GST an epic blunder, Trinamool to skip inaugural event, says Mamata Banerjee
Bengal chief minister Mamata Banerjee says small traders and businesses are not GST-ready. The Centre should rollout the GST after six months.cities Updated: Jul 08, 2017 18:49 IST
The goods and services tax (GST) was an epic blunder and her party, the Trinamool Congress, would not attend the midnight rollout planned for June 30, Bengal chief minister Mamata Banerjee said on Wednesday.
The Bengal government has on several occasions voiced its reservations against the GST that will replace a complex maze of state and central levies, unifying India into a common market.
“After #demonetisation, this unnecessary disastrous hurry is another epic blunder of the Centre,” she wrote in a Facebook post, saying six more months should be given for the change to be smooth.
Though the Bengal assembly gave its all-clear to the GST, the state government says most small traders and businesses were not prepared for India’s biggest tax overhaul.
Bengal finance minister Amit Mitra, who heads the empowered committee of state finance ministers, has written to the Centre demanding the July 1 rollout be deferred.
“Our repeated suggestions to take some more time to properly implement GST have fallen in deaf ears. The entire business community, especially the small and medium ones, are scared and confused. Only 60 hours are left before this ill planned launch and no one knows for sure what’s happening!” Banerjee, who has been at loggerheads with the Centre, wrote.

*-*-*

Required work
1) According to the GST news report above, who heads the empowered committee of state finance ministers?
2) Write the next few paragraphs of the news report on Mamata Banerjee and the GST, starting after its final sentence.

*-*-*

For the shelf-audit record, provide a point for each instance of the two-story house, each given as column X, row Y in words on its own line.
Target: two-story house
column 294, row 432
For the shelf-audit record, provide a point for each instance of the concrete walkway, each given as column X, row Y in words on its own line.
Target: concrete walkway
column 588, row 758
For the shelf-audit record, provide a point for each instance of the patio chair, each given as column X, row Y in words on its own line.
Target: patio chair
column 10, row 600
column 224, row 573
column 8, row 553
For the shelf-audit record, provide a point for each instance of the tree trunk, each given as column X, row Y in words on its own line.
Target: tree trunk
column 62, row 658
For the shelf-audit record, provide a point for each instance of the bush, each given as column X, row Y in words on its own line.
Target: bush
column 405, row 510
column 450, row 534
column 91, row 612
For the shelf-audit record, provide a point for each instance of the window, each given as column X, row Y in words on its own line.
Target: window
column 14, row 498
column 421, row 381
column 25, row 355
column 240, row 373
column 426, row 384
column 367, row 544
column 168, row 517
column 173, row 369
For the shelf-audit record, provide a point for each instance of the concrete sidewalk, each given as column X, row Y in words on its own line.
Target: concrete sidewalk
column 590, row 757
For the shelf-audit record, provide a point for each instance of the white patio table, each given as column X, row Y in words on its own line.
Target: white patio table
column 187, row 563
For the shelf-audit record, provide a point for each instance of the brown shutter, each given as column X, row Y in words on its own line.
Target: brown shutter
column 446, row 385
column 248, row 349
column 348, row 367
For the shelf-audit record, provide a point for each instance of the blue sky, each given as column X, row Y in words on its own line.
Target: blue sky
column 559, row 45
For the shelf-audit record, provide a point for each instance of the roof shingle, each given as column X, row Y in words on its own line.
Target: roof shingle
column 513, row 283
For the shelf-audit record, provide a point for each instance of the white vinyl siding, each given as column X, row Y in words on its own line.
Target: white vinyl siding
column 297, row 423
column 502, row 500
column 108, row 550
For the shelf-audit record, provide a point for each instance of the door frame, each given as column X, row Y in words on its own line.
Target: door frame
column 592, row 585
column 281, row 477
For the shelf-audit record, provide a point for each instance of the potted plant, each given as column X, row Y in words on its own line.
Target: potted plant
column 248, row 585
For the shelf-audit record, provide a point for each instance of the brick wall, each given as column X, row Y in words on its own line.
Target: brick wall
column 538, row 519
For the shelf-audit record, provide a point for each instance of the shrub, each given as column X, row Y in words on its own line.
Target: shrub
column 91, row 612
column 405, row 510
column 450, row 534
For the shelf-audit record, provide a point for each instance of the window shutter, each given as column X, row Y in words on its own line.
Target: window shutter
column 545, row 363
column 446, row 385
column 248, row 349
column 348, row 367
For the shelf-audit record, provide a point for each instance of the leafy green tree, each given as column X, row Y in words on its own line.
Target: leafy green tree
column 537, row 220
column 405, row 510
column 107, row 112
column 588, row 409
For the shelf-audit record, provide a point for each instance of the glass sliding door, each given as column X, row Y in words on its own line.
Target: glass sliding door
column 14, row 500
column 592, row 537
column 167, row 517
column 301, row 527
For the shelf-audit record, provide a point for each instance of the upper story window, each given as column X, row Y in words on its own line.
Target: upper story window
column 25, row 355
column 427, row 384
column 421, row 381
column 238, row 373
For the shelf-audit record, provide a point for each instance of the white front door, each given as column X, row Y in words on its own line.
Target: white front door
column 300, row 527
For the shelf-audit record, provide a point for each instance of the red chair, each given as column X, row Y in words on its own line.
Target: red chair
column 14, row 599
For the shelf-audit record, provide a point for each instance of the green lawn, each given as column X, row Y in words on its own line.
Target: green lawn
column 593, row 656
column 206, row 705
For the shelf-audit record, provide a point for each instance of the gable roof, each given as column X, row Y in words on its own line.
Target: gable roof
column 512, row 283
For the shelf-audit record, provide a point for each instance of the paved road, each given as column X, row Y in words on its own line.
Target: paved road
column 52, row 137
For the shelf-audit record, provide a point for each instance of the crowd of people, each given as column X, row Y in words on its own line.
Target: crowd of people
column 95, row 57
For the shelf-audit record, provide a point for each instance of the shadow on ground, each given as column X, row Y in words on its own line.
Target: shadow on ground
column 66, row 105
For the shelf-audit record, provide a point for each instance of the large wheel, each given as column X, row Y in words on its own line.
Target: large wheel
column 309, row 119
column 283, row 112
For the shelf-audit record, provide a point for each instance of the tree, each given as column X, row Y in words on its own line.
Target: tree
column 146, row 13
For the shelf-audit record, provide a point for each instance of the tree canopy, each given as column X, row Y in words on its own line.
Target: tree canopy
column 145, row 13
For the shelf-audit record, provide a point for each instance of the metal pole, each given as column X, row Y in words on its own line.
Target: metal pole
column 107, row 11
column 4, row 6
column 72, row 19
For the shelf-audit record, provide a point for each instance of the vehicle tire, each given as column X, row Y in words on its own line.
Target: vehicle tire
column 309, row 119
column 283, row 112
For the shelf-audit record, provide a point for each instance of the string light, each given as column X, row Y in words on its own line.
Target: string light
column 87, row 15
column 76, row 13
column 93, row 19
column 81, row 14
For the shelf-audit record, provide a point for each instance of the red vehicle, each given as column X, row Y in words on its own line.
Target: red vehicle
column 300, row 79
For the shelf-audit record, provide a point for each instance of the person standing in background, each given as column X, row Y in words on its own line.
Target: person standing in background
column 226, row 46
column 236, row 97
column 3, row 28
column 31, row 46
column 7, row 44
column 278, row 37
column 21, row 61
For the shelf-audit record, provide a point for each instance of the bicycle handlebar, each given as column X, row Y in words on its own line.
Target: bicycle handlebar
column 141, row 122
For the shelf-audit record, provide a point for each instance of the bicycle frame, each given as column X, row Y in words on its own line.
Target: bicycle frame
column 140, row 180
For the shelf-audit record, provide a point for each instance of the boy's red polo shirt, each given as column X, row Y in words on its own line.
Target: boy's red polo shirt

*-*-*

Responses by item number
1) Bengal finance minister Amit Mitra heads it.

2)
Essential commodities such as medicines were not available in many places and prices were rising for lack of clarity and mismanagement, she said.
The Bengal chief minister, a bitter critic of the Modi government’s demonetisation move, reminded the BJP of its resistance to the GST.
“The current ruling party at the Centre had initially strongly opposed GST for over seven years and suddenly did a somersault on coming to office as a champion of GST,” she said.
She said small business were not ready with the basics such as invoices, accounting and IT systems. “Another piece of evidence of unpreparedness comes from the fact that the ‘Return Form’ had to be simplified for the first six months as all systems are not in place,” she said, echoing concerns over the preparedness for the big shift.
At least six more months were needed for all systems and procedure to be in place for the implementation of the GST, she said.